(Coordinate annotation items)
*-*-*
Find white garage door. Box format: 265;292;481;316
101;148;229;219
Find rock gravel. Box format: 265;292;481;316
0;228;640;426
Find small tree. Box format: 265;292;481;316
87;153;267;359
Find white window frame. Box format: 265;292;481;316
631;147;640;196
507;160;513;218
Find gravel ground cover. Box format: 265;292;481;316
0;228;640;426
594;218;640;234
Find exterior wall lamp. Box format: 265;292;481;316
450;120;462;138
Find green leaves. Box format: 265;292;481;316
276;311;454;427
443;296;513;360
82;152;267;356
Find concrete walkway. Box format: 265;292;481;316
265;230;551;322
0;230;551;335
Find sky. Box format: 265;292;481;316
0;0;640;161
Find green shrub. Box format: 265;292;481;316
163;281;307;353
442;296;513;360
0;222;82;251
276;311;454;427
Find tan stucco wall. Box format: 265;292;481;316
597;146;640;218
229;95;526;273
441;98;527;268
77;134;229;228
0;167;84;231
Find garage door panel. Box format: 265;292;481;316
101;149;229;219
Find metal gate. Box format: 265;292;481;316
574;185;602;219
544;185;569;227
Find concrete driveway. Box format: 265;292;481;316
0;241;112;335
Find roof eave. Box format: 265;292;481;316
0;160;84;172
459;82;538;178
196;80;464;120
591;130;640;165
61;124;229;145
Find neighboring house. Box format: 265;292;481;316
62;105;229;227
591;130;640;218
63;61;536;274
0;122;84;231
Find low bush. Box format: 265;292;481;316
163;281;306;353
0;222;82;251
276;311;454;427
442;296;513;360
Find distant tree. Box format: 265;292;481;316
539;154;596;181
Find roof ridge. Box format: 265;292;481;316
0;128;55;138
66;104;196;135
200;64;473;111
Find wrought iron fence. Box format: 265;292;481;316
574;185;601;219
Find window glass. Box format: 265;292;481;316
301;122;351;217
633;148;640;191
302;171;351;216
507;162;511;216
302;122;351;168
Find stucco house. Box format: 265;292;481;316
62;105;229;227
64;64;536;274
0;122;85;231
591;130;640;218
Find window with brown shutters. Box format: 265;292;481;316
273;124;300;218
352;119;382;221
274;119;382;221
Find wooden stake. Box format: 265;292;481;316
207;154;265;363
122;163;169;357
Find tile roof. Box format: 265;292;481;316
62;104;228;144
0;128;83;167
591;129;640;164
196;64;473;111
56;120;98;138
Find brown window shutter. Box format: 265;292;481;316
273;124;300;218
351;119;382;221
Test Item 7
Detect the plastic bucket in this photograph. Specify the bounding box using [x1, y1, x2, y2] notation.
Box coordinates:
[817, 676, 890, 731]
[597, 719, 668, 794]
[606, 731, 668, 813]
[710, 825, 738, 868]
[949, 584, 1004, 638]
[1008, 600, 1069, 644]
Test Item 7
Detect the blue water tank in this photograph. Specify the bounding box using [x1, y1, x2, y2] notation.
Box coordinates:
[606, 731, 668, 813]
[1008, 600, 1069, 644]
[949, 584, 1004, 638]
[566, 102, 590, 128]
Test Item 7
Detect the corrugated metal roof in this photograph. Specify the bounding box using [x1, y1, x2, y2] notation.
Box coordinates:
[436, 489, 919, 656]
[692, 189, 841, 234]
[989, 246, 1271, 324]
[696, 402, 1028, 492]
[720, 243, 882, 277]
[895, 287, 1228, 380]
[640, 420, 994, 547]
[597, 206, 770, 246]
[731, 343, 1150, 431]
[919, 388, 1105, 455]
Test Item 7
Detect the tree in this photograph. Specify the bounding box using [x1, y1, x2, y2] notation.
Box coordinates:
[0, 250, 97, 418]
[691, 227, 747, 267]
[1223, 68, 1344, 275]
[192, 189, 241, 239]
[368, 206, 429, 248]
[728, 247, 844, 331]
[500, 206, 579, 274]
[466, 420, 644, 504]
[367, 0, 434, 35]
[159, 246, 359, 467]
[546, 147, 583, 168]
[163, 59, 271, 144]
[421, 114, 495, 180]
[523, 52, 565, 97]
*-*-*
GIVEN REQUEST:
Copy the lines of the items above without any change, beginning with the line that contains "Find distant tree." and continuing through the line that contains "351;119;382;221", including both of those lines.

ANSWER TO THE EXERCISE:
Find distant tree. Box format: 265;292;481;316
539;154;596;181
Find roof ridge. Box format: 265;292;481;316
0;128;55;138
66;104;196;135
200;64;473;111
Find wrought iron fence. Box format: 265;292;481;316
574;185;601;219
Find window glass. Box format: 265;292;481;316
301;122;351;217
633;148;640;191
302;171;351;216
507;162;511;216
302;122;351;168
Find stucco house. Box format: 265;292;481;316
62;105;229;227
64;64;536;274
0;122;85;231
591;130;640;218
Find window with brown shutters. Box format: 265;292;481;316
273;124;300;218
352;119;382;221
274;119;382;221
Find wooden stake. Box format: 265;292;481;316
207;154;265;363
122;163;169;357
Find tile roof. Box format: 265;292;481;316
62;104;228;144
0;128;83;167
591;129;640;164
196;64;473;111
56;120;98;138
Find brown window shutter. Box format: 265;292;481;316
273;124;300;218
351;119;382;221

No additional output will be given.